▶ _Work order_:
From the entries below, report only the number of lines that contain the word "lifting".

*** Listed records Section Begins ***

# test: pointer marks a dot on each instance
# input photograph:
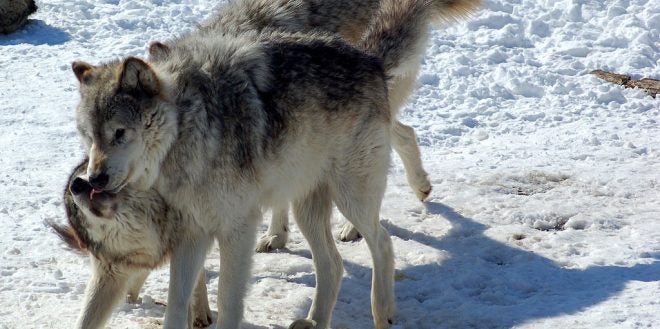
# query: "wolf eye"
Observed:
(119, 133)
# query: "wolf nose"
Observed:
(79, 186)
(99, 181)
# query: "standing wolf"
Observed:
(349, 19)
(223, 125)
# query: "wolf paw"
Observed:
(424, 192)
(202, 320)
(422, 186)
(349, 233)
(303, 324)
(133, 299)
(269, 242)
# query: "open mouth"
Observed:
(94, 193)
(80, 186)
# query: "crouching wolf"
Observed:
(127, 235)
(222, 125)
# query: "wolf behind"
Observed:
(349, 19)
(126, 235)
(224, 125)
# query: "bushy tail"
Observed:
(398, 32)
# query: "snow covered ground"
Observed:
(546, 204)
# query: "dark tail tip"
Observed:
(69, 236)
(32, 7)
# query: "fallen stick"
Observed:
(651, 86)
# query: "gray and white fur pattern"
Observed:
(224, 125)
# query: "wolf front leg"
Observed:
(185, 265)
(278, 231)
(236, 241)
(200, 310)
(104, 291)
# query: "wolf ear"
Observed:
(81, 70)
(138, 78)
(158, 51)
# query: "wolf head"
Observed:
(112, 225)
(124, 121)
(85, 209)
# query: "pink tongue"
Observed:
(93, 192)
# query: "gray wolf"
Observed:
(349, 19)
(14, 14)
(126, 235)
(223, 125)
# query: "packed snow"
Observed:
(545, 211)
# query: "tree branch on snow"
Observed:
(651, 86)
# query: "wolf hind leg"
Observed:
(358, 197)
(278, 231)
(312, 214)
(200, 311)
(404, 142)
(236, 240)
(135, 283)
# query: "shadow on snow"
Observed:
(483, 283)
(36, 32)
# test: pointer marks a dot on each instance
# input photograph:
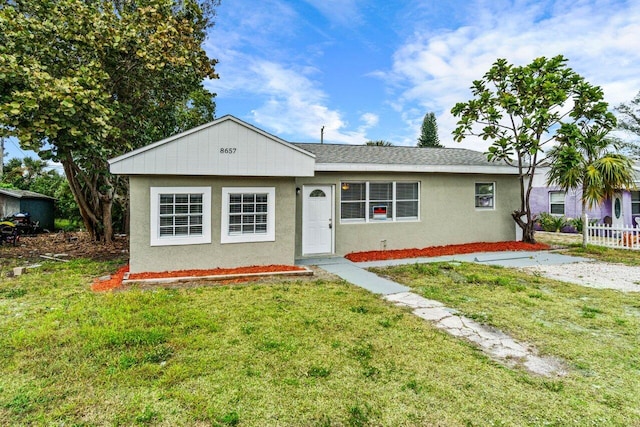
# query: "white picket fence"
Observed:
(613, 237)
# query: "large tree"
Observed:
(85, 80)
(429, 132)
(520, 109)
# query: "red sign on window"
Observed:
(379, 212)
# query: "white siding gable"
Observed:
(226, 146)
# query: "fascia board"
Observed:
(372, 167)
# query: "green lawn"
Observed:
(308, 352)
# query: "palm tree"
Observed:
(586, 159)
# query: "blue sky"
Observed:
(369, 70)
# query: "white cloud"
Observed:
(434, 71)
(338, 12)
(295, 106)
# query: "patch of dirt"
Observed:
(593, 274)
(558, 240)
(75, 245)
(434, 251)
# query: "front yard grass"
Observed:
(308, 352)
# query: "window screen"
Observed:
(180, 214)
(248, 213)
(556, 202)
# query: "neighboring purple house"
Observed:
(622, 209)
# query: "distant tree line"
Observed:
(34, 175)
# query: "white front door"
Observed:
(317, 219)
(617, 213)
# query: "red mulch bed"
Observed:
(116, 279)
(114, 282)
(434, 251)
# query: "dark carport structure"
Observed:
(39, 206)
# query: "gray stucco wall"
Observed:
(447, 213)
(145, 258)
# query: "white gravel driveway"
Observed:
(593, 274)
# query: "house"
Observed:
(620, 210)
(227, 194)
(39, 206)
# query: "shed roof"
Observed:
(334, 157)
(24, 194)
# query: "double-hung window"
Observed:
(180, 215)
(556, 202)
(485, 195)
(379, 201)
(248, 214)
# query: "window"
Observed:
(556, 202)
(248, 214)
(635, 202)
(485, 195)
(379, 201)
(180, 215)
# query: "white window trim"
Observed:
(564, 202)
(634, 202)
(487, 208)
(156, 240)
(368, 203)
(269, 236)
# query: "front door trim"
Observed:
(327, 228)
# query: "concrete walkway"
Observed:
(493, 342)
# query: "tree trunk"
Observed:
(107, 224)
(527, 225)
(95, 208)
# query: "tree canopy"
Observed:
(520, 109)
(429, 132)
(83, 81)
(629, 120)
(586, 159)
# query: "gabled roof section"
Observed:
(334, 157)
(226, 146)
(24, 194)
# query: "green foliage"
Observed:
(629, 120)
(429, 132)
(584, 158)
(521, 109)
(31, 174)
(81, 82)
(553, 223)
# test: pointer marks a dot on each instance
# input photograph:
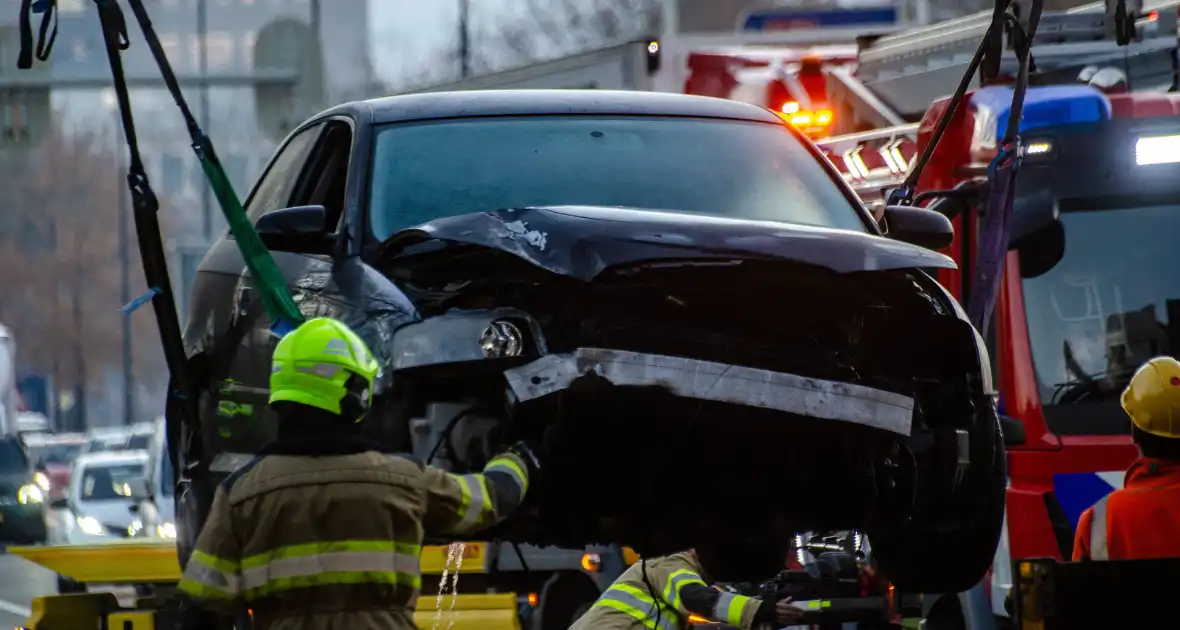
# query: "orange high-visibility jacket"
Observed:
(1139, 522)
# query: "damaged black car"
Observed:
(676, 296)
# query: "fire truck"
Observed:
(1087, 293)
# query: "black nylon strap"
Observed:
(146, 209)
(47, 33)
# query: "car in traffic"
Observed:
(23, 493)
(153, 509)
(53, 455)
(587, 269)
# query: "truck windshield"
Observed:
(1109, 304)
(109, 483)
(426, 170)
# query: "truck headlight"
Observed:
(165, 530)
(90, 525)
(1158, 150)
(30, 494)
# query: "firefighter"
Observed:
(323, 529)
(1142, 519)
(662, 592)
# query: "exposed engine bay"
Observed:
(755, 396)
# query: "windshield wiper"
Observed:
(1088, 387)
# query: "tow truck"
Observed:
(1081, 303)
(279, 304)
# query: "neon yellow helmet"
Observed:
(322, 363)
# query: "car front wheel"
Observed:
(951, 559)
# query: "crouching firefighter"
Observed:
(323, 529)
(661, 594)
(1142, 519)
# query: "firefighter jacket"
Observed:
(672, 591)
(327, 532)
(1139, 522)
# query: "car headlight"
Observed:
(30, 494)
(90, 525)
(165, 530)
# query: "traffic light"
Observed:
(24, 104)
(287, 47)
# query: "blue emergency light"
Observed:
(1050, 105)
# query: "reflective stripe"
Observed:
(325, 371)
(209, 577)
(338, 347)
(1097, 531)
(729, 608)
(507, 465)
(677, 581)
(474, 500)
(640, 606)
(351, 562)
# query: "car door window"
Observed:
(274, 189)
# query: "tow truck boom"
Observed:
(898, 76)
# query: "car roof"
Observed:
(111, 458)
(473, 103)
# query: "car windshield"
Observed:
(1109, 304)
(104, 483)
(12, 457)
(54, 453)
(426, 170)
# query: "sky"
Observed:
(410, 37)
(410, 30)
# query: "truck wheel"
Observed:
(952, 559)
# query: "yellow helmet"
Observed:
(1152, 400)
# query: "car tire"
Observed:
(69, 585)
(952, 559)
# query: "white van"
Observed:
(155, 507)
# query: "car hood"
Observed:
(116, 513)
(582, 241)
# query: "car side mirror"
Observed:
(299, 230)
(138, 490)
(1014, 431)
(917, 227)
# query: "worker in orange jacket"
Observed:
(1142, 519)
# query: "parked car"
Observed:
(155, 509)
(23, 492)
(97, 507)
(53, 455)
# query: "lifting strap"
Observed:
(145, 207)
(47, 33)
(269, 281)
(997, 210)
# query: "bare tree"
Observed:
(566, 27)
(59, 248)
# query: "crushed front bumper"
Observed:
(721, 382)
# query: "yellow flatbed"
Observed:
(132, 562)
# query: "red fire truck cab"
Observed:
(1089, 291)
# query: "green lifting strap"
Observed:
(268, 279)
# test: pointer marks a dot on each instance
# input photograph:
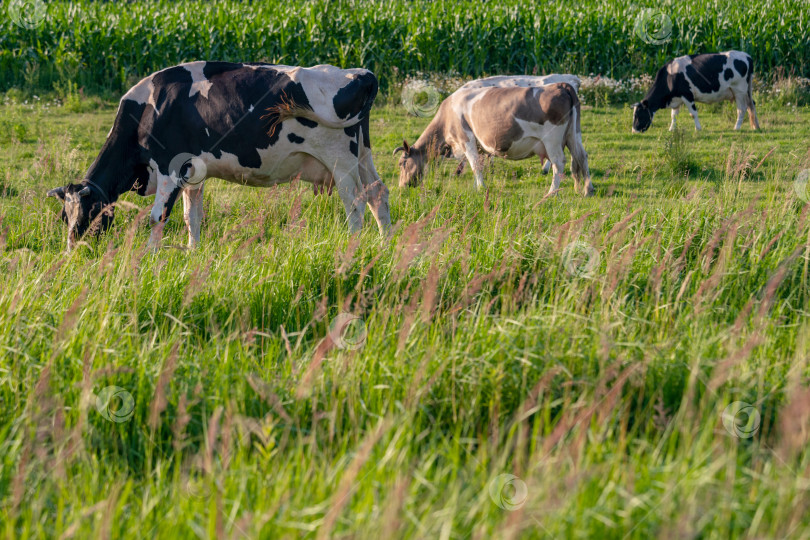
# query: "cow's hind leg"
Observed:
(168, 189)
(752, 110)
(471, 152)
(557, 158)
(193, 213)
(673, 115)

*** Listed records Section Ends ***

▶ _Task answer_:
2